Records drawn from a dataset
═══
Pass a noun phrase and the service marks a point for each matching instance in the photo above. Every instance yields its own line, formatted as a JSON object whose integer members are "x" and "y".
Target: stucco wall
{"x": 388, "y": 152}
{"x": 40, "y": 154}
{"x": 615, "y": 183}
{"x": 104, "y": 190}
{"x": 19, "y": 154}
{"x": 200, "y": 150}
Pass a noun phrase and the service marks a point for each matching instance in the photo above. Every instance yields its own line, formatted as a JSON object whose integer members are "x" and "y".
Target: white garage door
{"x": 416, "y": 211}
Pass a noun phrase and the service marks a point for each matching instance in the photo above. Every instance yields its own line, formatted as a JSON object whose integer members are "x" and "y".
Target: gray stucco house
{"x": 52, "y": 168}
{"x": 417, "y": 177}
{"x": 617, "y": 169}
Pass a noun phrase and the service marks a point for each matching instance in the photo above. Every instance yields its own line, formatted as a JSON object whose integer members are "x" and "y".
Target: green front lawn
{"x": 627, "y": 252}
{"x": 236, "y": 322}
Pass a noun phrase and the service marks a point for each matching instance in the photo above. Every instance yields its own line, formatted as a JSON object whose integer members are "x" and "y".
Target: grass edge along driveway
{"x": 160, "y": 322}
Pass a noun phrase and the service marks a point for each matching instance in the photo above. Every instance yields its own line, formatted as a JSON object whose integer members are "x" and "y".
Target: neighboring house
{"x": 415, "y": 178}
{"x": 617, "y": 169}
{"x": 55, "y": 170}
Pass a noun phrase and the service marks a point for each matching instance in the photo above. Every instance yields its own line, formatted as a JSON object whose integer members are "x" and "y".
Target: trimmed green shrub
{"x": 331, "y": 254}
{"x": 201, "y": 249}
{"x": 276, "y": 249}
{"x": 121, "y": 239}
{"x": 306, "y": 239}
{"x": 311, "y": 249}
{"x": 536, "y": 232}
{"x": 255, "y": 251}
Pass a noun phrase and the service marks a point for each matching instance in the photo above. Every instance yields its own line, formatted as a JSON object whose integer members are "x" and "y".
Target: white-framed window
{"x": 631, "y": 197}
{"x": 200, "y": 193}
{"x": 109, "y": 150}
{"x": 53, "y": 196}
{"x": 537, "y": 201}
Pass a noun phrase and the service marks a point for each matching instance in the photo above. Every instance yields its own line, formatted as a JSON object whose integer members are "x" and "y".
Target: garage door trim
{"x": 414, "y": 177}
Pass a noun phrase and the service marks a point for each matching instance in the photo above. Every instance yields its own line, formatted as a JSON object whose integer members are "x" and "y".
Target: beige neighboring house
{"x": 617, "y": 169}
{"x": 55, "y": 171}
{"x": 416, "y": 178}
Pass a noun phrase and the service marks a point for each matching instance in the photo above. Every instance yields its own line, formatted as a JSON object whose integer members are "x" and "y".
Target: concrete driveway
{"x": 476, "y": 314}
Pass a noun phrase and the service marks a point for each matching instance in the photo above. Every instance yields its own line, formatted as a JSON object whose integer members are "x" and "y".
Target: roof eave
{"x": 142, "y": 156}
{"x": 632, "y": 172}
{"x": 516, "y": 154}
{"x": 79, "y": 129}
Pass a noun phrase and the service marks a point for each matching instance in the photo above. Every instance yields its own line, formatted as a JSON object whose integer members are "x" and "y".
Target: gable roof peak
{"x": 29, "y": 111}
═══
Each record above has to be printed again, word for word.

Pass a noun phrase and the service marks a point for each matching instance in the photo above. Every instance yields its own line, formatted as a JSON object whose integer members are "x" and "y".
Target: stucco wall
{"x": 388, "y": 152}
{"x": 40, "y": 154}
{"x": 615, "y": 183}
{"x": 104, "y": 190}
{"x": 19, "y": 154}
{"x": 200, "y": 150}
Pass a noun phrase and the service marks a point for each matching instance in the photo above. Every instance yields its own line, formatted as a JSON object whose integer members are "x" and "y".
Target: white garage door
{"x": 416, "y": 211}
Pass a noun phrase and the service marks a point for each matching instance in the photo above. Every instance yields its own line, formatted as a JSON object whose integer members are "x" and "y".
Target: gray stucco house
{"x": 52, "y": 168}
{"x": 417, "y": 177}
{"x": 617, "y": 169}
Pass a noun phrase and the service marks a point for each matching instance in the photo above. Every instance yields its own line, formatted as a JSON object whose integer members are "x" and "y".
Target: green front lawn
{"x": 627, "y": 252}
{"x": 236, "y": 322}
Pass a noun phrase and the service marks a point for each matching instance in the photo above. Every instance yields its own line, formatted as a JSON object whose integer members are "x" and "y".
Target: grass edge along driveway
{"x": 160, "y": 322}
Pass a noun phrase and the service marks a point for each matching instance in the photo above. Every instance yields its own line, formatted as a JSON object whose integer members are "x" and "y".
Target: neighboring house
{"x": 415, "y": 178}
{"x": 617, "y": 169}
{"x": 55, "y": 170}
Pass a noun phrase and the service marks a point for each matching instance in the photo above. Every instance yields its own line, formatted as a JSON object whose integer members are "x" and "y".
Target: trimmed green shrub
{"x": 331, "y": 254}
{"x": 201, "y": 249}
{"x": 276, "y": 249}
{"x": 121, "y": 239}
{"x": 306, "y": 239}
{"x": 311, "y": 249}
{"x": 536, "y": 232}
{"x": 255, "y": 251}
Pass a noun phrase and the service marks a point for each matching instance in the photo above. Every instance yields its own line, formatted as a JSON object whose integer members are "x" and "y".
Target: white-framed window
{"x": 631, "y": 197}
{"x": 200, "y": 193}
{"x": 109, "y": 150}
{"x": 53, "y": 196}
{"x": 537, "y": 201}
Pass a noun phrase and the service marks a point for each matching instance in the photo above. Every instance yields its own line, formatted as a JSON object whose integer members are "x" and "y".
Target: garage door trim
{"x": 414, "y": 177}
Pass a noun phrase and the service marks a point for each matching instance in the photo above. Every instance yields its own line, formatted as a JSON object whose integer members are "x" and "y".
Target: beige neighboring house
{"x": 617, "y": 169}
{"x": 55, "y": 171}
{"x": 416, "y": 178}
Pass a noun phrase and the service marks a point for each matching instance in the photo above. Every instance yields its own line, formatted as a JSON object whose integer members are "x" and "y".
Target: concrete driveway
{"x": 476, "y": 314}
Pass a noun phrase and the service marks a point for each matching instance in the photo above. Every instance yields its own line, formatted as a JSON object whose integer members are "x" and "y".
Target: roof eave
{"x": 142, "y": 156}
{"x": 632, "y": 172}
{"x": 516, "y": 154}
{"x": 79, "y": 129}
Pass a noun phrase and the service marks a point for each matching instance in the photo above. Every instance yields its own line, formatted as a JSON object whose integer members are "x" and "y".
Target: gable roof peak
{"x": 29, "y": 111}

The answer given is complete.